• TASK DESCRIPTION
Pick out every line in the records below that contains the word "butterfly" and copy each one. Treat uppercase and lowercase as different.

begin RECORDS

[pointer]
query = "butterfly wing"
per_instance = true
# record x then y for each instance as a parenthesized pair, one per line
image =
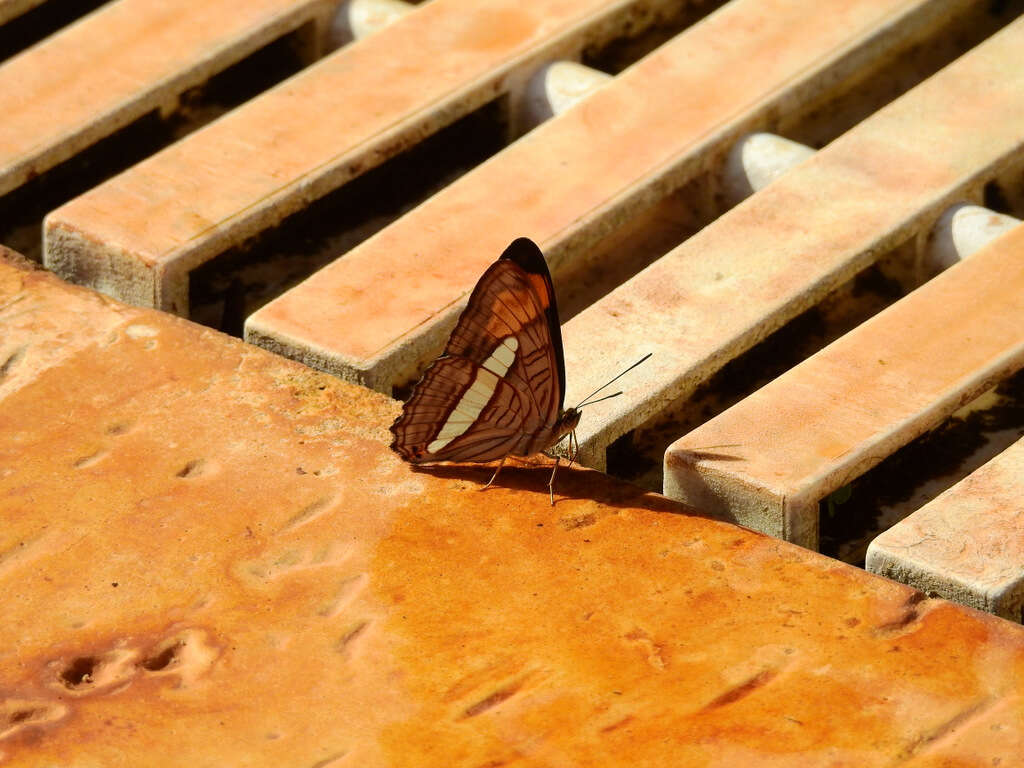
(498, 388)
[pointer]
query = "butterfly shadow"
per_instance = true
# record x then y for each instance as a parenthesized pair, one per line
(571, 483)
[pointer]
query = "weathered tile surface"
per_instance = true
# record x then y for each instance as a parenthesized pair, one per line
(210, 557)
(139, 235)
(570, 181)
(968, 544)
(842, 411)
(129, 57)
(872, 189)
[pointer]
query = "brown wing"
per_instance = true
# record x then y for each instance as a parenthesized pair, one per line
(498, 387)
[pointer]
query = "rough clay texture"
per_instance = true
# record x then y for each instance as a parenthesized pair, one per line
(589, 174)
(842, 411)
(337, 119)
(967, 544)
(209, 556)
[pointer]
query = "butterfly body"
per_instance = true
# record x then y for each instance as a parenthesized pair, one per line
(498, 388)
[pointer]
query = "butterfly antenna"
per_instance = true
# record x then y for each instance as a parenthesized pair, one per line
(599, 399)
(585, 399)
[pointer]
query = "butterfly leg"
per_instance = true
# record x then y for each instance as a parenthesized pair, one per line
(495, 475)
(551, 482)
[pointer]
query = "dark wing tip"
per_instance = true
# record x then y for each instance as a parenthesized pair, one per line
(526, 254)
(413, 454)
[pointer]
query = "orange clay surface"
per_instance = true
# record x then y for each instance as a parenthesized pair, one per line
(572, 179)
(209, 556)
(967, 544)
(841, 412)
(873, 189)
(140, 233)
(127, 58)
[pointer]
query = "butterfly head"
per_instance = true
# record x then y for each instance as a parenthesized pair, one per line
(567, 422)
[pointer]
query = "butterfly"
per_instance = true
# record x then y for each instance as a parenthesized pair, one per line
(498, 388)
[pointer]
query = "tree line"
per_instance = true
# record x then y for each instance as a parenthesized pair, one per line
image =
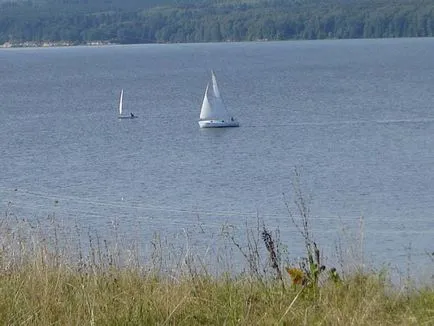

end RECORDS

• CORRECT ANSWER
query = "butterfly wing"
query = "butterfly shadow"
query = "butterfly body"
query = "butterfly antenna"
query = "butterfly leg"
query = "butterfly head"
query = "butterfly"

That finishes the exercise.